### Work required:
Your output is the line containing "Could you identify the military" plus all lines after it to the end of the records, reproduced exactly, with nothing else.

──────── Dataset

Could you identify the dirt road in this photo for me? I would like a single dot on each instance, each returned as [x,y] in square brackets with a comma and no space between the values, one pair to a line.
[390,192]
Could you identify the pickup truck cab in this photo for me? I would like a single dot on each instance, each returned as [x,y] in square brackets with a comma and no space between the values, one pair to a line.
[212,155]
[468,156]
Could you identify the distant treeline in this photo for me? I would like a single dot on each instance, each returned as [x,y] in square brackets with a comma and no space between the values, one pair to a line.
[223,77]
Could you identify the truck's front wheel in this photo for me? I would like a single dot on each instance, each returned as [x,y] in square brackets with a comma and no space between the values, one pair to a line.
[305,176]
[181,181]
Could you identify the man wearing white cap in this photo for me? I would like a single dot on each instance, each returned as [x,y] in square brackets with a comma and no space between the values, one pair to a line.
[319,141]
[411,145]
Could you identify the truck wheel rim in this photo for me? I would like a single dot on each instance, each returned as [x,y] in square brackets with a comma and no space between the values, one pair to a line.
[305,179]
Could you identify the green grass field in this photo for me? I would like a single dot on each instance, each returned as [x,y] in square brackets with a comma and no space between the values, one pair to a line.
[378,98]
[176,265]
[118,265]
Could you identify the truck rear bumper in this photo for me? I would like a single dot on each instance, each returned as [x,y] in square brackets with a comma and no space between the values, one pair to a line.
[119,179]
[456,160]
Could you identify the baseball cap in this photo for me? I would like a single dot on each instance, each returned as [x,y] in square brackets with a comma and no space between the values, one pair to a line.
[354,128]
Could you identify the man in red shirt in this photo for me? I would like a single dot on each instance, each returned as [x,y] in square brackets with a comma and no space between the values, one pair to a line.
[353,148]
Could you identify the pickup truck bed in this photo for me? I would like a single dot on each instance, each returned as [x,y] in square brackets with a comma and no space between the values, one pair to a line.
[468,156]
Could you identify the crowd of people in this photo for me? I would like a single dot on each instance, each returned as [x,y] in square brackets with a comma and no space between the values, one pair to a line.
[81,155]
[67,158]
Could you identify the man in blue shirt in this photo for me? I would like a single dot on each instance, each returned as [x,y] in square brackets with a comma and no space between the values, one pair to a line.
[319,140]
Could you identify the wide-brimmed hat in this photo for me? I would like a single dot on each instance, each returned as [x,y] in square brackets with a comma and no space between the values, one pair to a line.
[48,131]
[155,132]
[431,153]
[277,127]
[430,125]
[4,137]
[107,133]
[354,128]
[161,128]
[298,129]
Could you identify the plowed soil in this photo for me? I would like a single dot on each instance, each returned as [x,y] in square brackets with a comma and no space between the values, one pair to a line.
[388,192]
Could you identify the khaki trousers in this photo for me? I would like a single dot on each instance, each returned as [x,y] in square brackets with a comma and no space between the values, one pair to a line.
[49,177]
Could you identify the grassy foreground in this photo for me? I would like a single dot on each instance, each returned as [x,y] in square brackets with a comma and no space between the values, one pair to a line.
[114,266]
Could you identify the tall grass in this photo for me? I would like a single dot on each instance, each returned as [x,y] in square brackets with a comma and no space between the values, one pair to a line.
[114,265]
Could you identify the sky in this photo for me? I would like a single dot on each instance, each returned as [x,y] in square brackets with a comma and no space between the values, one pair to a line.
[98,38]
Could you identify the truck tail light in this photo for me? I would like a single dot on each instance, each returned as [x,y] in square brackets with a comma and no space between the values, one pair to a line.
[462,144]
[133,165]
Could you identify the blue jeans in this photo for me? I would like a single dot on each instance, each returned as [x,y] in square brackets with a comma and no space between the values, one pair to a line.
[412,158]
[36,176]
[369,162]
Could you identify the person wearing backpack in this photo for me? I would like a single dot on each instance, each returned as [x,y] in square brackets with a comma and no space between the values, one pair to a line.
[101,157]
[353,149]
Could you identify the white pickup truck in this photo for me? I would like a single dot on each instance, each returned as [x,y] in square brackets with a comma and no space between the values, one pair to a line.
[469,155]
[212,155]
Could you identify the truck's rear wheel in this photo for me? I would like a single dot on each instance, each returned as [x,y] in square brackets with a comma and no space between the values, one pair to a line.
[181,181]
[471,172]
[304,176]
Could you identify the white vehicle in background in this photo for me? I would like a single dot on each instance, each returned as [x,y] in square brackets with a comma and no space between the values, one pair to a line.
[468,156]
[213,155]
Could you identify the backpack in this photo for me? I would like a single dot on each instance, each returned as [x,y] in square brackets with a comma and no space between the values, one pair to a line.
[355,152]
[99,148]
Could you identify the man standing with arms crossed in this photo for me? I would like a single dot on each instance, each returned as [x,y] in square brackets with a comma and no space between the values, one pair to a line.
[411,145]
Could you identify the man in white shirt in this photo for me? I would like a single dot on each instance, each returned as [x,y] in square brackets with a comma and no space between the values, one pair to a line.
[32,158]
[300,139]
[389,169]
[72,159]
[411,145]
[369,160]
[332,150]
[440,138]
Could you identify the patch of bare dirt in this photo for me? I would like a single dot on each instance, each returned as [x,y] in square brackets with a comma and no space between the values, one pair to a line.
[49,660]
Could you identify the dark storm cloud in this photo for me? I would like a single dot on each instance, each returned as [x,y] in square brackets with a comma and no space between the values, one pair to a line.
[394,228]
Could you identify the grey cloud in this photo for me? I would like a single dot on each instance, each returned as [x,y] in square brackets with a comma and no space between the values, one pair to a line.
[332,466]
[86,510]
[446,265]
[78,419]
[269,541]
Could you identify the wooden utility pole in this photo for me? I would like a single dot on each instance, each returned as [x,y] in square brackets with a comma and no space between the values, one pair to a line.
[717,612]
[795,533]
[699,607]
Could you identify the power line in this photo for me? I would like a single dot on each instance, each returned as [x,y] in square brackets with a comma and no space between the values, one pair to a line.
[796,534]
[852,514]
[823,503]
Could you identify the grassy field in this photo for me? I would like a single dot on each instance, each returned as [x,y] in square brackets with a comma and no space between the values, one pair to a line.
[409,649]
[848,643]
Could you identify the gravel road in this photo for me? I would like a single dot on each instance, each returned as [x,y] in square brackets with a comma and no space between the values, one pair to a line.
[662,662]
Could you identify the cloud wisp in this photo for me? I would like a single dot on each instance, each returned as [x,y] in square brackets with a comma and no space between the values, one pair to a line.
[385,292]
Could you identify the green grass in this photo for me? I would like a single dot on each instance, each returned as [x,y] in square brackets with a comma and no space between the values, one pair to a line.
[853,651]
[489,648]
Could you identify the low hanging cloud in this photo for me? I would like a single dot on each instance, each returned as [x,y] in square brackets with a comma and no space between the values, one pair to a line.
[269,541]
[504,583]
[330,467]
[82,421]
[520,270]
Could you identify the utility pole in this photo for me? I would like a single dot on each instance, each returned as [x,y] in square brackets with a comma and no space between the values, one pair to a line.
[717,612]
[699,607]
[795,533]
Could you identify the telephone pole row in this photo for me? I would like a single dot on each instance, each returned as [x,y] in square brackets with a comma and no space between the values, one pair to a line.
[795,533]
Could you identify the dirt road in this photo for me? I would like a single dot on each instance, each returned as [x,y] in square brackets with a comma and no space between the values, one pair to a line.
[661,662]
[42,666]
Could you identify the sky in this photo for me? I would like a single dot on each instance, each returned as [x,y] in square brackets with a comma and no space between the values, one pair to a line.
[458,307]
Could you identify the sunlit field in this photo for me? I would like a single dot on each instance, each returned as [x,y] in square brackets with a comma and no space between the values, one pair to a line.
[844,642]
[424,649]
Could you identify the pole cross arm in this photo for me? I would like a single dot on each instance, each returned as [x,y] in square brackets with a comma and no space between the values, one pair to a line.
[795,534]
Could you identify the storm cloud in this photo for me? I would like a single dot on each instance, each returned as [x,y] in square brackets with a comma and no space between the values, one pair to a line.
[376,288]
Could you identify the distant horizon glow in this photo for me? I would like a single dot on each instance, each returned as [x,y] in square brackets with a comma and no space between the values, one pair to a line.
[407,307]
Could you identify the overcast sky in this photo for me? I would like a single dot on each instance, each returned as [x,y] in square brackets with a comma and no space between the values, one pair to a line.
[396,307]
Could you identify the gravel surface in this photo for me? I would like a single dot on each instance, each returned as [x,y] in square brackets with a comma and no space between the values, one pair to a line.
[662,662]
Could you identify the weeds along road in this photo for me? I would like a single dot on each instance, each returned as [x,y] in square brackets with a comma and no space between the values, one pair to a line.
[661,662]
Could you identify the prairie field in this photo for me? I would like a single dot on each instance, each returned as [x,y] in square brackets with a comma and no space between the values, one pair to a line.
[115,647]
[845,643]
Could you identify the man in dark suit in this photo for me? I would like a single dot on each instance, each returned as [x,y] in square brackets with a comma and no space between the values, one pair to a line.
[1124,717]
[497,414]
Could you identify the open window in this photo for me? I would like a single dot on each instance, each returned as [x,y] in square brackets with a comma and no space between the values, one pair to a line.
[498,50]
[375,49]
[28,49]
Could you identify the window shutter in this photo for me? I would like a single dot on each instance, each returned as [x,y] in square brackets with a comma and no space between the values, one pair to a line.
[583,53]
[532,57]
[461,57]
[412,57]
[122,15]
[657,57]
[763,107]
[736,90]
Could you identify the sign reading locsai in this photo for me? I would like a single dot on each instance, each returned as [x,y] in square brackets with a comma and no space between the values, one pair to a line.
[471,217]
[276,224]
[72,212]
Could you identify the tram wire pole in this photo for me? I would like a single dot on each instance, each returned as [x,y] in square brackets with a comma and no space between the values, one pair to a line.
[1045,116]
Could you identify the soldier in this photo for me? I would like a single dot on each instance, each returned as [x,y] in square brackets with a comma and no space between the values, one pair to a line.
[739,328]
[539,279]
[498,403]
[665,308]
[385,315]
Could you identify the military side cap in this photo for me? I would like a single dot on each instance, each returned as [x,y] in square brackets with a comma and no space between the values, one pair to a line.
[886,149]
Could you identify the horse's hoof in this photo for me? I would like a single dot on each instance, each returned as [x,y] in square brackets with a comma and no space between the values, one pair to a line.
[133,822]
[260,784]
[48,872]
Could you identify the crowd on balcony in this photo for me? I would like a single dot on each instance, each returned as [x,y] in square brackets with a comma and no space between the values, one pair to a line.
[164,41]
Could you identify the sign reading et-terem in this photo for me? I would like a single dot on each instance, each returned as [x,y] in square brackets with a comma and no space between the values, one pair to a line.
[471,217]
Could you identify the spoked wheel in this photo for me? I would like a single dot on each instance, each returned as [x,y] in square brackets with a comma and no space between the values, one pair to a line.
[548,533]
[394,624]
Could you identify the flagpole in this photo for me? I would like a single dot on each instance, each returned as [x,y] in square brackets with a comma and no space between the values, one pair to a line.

────────────────

### Written response:
Could you identify the military side cap in this photo for me? I would like a single dot on each instance, each returned as [x,y] in square brackets with a comma and no space between the values, one pair to a line.
[886,149]
Could you identify the horse's hoof in this photo for me? I would like a single dot on each instance, each returned as [x,y] in square brackets with a comma and no space between the values, one pair to a line.
[133,822]
[260,784]
[48,872]
Could you identify the crowd on balcony in this photo for me? I would like a single dot on each instance, each returned as [x,y] in square brackets with a comma and no space between the values, one pair to a line.
[164,41]
Could you identify the sign reading et-terem in this photo for me? I would like a single dot on each instance, each returned as [x,y] in square brackets with a comma and no space between the values, one pair to a line.
[471,217]
Could you identify the spoked wheel in this photo for me? I would like a single dot on each instance, each returned as [x,y] in square brackets with a comma and no space between the values, one pair to a line.
[548,533]
[394,624]
Could you identify the flagpole in this photo for me? I would like a single dot on each instance, each returned as [x,y] in square brackets with a comma and no space between the values, one pair to a line.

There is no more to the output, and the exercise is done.